◆ **STORED DATA**

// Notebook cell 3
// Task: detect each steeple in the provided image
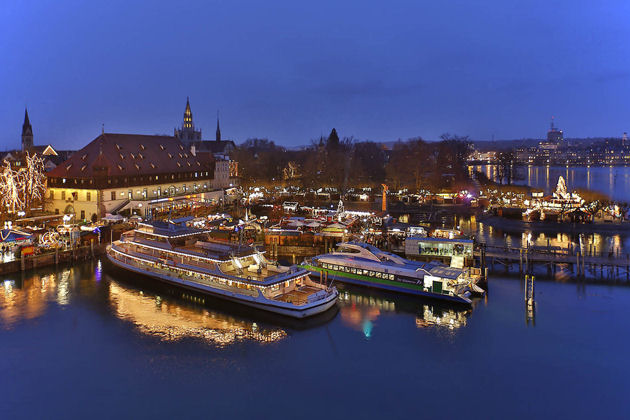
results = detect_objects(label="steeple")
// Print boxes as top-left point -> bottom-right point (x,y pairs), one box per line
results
216,111 -> 221,141
22,108 -> 33,152
175,97 -> 201,144
182,96 -> 195,129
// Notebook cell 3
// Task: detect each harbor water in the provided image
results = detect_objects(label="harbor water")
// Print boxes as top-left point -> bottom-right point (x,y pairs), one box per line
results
0,260 -> 630,419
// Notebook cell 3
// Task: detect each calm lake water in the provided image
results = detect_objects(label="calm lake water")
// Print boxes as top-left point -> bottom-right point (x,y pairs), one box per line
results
0,261 -> 630,419
470,165 -> 630,202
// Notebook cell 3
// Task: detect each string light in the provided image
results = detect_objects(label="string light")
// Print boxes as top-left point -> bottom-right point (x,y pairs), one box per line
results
0,153 -> 46,213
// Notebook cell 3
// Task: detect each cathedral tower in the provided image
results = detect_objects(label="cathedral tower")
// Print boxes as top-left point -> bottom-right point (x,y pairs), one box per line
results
22,109 -> 33,152
175,97 -> 201,144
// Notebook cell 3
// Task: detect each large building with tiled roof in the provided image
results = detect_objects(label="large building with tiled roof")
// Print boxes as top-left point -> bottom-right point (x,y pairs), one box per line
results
47,133 -> 222,221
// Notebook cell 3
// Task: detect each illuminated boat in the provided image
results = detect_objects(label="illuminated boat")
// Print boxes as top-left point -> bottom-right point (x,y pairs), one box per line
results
302,242 -> 485,305
107,221 -> 338,318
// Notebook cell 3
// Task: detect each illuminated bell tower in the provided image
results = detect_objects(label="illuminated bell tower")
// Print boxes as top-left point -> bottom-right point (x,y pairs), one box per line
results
22,109 -> 33,152
175,97 -> 201,144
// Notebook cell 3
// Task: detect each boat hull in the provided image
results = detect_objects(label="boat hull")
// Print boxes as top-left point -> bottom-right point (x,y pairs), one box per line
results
307,268 -> 472,305
107,252 -> 339,318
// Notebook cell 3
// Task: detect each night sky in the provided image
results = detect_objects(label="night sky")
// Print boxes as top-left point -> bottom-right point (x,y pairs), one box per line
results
0,0 -> 630,150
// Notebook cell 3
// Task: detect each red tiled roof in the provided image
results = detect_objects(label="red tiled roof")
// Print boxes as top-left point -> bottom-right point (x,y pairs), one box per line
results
47,133 -> 211,178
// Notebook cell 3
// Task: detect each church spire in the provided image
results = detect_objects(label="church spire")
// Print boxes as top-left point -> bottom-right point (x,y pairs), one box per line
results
22,108 -> 33,151
174,96 -> 201,144
216,110 -> 221,141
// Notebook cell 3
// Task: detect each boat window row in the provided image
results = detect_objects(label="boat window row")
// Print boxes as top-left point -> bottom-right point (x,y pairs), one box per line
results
322,263 -> 394,280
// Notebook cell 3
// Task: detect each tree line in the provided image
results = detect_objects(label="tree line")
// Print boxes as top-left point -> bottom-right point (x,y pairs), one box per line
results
232,128 -> 471,191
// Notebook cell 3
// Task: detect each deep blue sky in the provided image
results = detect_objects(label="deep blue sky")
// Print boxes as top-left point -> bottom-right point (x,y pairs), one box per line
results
0,0 -> 630,150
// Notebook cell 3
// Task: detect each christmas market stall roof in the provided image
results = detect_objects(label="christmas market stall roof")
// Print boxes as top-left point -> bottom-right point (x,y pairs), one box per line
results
47,133 -> 210,178
0,229 -> 31,243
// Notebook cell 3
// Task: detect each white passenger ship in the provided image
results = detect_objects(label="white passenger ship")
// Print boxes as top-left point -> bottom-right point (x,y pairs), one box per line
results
302,242 -> 485,305
107,221 -> 338,318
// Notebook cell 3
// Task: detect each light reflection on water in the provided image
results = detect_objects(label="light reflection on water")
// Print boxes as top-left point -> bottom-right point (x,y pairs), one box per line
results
0,261 -> 287,346
339,288 -> 472,339
476,165 -> 630,202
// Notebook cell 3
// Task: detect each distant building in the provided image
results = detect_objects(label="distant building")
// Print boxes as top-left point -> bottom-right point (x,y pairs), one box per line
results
0,109 -> 71,171
547,117 -> 564,145
175,98 -> 236,157
47,133 -> 222,222
174,98 -> 201,146
22,109 -> 33,152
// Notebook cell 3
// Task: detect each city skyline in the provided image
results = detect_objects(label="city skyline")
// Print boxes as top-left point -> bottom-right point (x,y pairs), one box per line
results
0,1 -> 630,149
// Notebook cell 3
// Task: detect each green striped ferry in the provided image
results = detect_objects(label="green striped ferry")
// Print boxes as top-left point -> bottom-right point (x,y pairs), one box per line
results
302,242 -> 485,305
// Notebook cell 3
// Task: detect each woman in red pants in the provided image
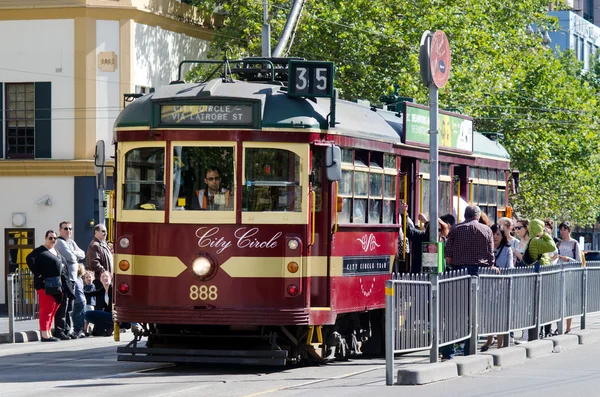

◆ **SHORT TASK**
Rewrite all the rows above unchanged except that "provided image" is switched to "supplied image" wherever it appears. Leave the pictures out.

◆ **TASK SOLUTION**
// Notebook cell 3
// Task: detect each steeple in the supplied image
results = detect_objects(label="steeple")
// Print boxes as top-left point -> bottom-right point (x,y pairs), one box per line
results
216,111 -> 221,141
22,108 -> 33,152
175,97 -> 201,144
182,96 -> 195,129
// Notebook cell 3
// Task: detect each harbor water in the supplied image
results = detect_objects(label="harbor water")
// Print boxes as top-left point -> bottom-right point (x,y pairs), one box per line
results
0,260 -> 630,419
// Notebook cell 3
// Task: detect each calm lake water in the supplied image
results = detect_objects(label="calm lake water")
// Print boxes as top-left point -> bottom-right point (x,y pairs), one box per line
results
0,261 -> 630,419
470,165 -> 630,202
// Notebook cell 3
// Task: detect each string light in the supplied image
results = detect_objects(label="string light")
// Print boxes as top-left point -> bottom-right point (x,y pairs), one box per line
results
0,153 -> 46,213
// Notebook cell 3
// Task: detect each cathedral tower in the supplied image
results = detect_objects(label="cathedral tower")
// Print boxes as top-left point -> bottom-right point (x,y pairs), one box per line
results
22,109 -> 33,152
175,97 -> 201,144
// Notebook cell 3
// Task: detect each large building with tiled roof in the supplied image
results = detect_objects(label="large building with tiled roof")
// Print boxes as top-left point -> bottom-right point (x,y pairs), one box per line
results
47,133 -> 222,221
// Notebook cell 3
// Task: detect each illuminated boat in the supplied image
results = detect_objects(label="illuminated boat")
// Print boxes as top-left point -> bottom-right point (x,y pairs), one box per line
results
302,242 -> 485,305
107,221 -> 338,318
// Notebook cell 3
// Task: detect each illuminated bell tower in the supplied image
results = detect_objects(label="illuminated bell tower")
// Print boxes as top-left point -> bottom-right point (x,y pairs), one box per line
results
22,109 -> 33,152
175,97 -> 201,144
// Notebook cell 3
// Task: detect each boat hull in the supplied image
results = detect_objects(label="boat hull")
// Print boxes as top-left point -> bottom-right point (x,y pairs), one box per line
results
307,268 -> 472,305
107,252 -> 339,318
// Notebook cell 3
// Task: detect each night sky in the supplied image
results = detect_objects(label="night sky")
// Print boxes as top-left point -> bottom-right point (x,y pairs), one box per line
results
0,0 -> 630,150
// Notebook cell 3
// Task: detect each red tiled roof in the supplied image
results = detect_objects(label="red tiled roof")
// Print boxes as top-left point -> bottom-right point (x,y pairs), one box per line
results
47,133 -> 211,178
// Notebook cell 3
// Task: detect each church spire in the supplied image
results = detect_objects(label="church spire")
// Print boxes as top-left point -> bottom-right point (x,y pairs), one box per line
results
22,108 -> 33,151
174,96 -> 201,144
216,110 -> 221,141
// Notebook cell 3
// Task: detect each boat window row in the supplied image
results = detect_objects(label="boat window row")
// Print boxes as top-left point -> bottom-right point (x,y pairs), one box per line
results
322,263 -> 394,280
// Notebook cell 3
// Task: detect each tree line in the supplied image
results = detect_objects(label="tree line")
// Print boxes as top-left point -> bottom-right point (x,y pairs), one box per line
results
232,128 -> 471,191
// Notebook cell 3
// Task: detect each deep blue sky in the supplied image
results = detect_objects(label="deep blue sky")
// Print boxes as top-left point -> bottom-right point (x,y pairs), one box per line
results
0,0 -> 630,150
// Notebook cell 3
// Task: detect each christmas market stall roof in the supplied image
results = detect_objects(label="christmas market stall roof")
// Print boxes as top-left point -> bottom-right point (x,y pairs), one box per line
results
47,133 -> 210,178
0,229 -> 31,243
// Notebook cell 3
// Task: detect each white passenger ship in the supplied image
results = detect_objects(label="white passenger ship")
// Print boxes as top-left point -> bottom-right point (x,y pairs), one box per line
results
302,242 -> 485,305
107,221 -> 338,318
// Notebook cell 3
// Task: detect each light reflection on water in the supplied image
results = detect_objects(label="light reflection on water")
// Print boxes as top-left point -> bottom-right point (x,y pairs), one box per line
results
0,261 -> 287,346
339,288 -> 472,339
476,165 -> 630,202
// Notebook cell 3
// Task: detect each distant building in the supplied image
results = detect_objects(label="distant building")
// Print boxes as top-left point -> bottom-right point (x,y pairs), one box per line
results
0,109 -> 71,171
547,117 -> 564,145
175,98 -> 236,157
47,133 -> 222,222
174,98 -> 201,146
22,109 -> 33,152
// Notebook cell 3
// Task: detect each city skyline in the supplied image
results = detect_objects(label="city skyline")
// Print boxes as top-left point -> bottom-right point (x,y pairs), one box per line
results
0,1 -> 630,149
// Notebook cell 3
// Task: detect each green striped ferry in the supplied image
results = detect_objects(label="green striped ferry")
// Print boxes as top-left point -> bottom-right point (x,y pairs), one box per line
results
302,242 -> 485,305
// Notebook cell 3
// Task: detect each woman in red pants in the supplied image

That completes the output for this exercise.